- Supplied entries
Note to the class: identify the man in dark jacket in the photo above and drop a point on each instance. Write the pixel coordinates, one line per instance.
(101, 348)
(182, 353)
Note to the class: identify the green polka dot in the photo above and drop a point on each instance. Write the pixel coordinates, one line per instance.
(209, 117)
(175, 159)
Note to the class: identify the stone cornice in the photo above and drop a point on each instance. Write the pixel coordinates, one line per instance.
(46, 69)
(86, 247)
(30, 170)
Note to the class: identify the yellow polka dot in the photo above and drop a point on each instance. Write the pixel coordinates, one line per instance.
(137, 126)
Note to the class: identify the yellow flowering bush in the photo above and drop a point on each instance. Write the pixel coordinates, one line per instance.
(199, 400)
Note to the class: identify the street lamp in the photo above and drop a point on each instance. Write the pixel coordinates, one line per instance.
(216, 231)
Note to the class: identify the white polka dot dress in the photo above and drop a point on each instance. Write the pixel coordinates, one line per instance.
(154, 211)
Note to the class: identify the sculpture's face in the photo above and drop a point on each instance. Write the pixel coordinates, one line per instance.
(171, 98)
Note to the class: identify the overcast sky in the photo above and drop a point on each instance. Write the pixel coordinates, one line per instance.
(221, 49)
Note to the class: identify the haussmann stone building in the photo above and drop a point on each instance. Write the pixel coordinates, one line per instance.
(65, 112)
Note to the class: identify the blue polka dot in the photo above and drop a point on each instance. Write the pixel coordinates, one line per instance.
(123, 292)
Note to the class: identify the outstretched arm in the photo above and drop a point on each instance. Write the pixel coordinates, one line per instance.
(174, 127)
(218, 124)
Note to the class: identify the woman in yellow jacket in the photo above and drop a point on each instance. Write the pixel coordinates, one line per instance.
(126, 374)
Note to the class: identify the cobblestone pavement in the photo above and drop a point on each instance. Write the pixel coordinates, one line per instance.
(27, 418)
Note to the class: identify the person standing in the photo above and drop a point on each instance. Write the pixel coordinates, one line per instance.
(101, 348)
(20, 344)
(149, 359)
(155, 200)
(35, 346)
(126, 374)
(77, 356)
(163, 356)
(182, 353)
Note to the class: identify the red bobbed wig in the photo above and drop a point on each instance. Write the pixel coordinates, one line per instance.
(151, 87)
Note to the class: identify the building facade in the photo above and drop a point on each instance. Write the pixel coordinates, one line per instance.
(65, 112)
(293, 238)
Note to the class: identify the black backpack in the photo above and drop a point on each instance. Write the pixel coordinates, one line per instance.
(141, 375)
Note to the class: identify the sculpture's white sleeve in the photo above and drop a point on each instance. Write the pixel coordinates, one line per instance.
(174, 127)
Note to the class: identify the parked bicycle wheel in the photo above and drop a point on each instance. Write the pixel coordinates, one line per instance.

- Task objective
Make an exact transcription of the entries above.

- Exercise answer
Note to the class: identify the man in dark jacket in the photo above and drop a point on each instance. Write the pixel coordinates, one line per instance.
(101, 348)
(182, 353)
Note to the class: identify the green polka dot in the photo above and drop a point on each instance. Write the pixel coordinates, one line per instance.
(209, 117)
(175, 159)
Note to the class: identify the stone cornice in the photo above and drop a point on each instance. Write the pixel coordinates, one line per instance.
(46, 69)
(86, 247)
(30, 170)
Note to the class: identify the yellow polka dot in the photo above and drop a point on each instance. Write the pixel coordinates, one line per instance.
(137, 126)
Note to the class: identify the yellow flowering bush in the photo above and drop a point on each instance. Write the pixel coordinates, one line per instance.
(199, 400)
Note to the class: identify the street lamp in the photo above and drop a point on each instance. Write the pixel coordinates, one line per instance.
(216, 231)
Note to the class: identify the white polka dot dress in the photo above and drop a point on each instance. Write the pixel coordinates, one line per instance.
(154, 211)
Note to the class: identify the sculpture's face in the photo above and drop a point on each instance. Write the pixel coordinates, one line per instance.
(171, 98)
Note to the class: identify the overcast sky in the photo above and drop a point on each instance. Write the pixel coordinates, one line per instance.
(221, 49)
Note to the class: identify the haussmann stone building in the photo above and drop a point on each instance. Write the pixel coordinates, one line per instance.
(65, 112)
Note to the class: identify the blue polka dot in the photo above and drop a point on each instance. Write the pixel coordinates, one line per instance.
(123, 292)
Note to the class: identify the outstretched arm in the photo above and drop a point on each instance. Write the pixel coordinates, one line per instance.
(174, 127)
(218, 124)
Note to the class: identify the woman in yellow jacket in the photo above and drop a point on each instance. Write the pixel coordinates, one line per instance.
(126, 374)
Note to the class: identify the cobblestone pavement in the photo above and drop a point on each instance. Write the pixel coordinates, one line per instance.
(27, 418)
Note to the class: identify the person standing in the photo above and drop a point on each instance. Write the pixel coordinates, one line per instance.
(101, 348)
(20, 344)
(149, 359)
(155, 200)
(35, 346)
(126, 374)
(77, 356)
(163, 356)
(182, 353)
Note to the class: identify the red bobbed wig in the photo above and drop a point on each instance. Write the pixel coordinates, one line per instance.
(151, 87)
Note to the class: identify the building facade in the photo above and drop a point on each instance. Write the pixel coordinates, one line per instance.
(65, 112)
(293, 238)
Note to the class: identify the black backpack in the photo above and drop a point on each instance. Write the pixel coordinates, one line per instance.
(141, 375)
Note to the class: identify the sculpture's white sleeve in the photo above and drop a point on each instance. Write the pixel coordinates, one line per instance.
(174, 127)
Note to the class: identify the parked bicycle wheel in the photo above and drop a point on each instance. Write the pixel coordinates, one line per instance.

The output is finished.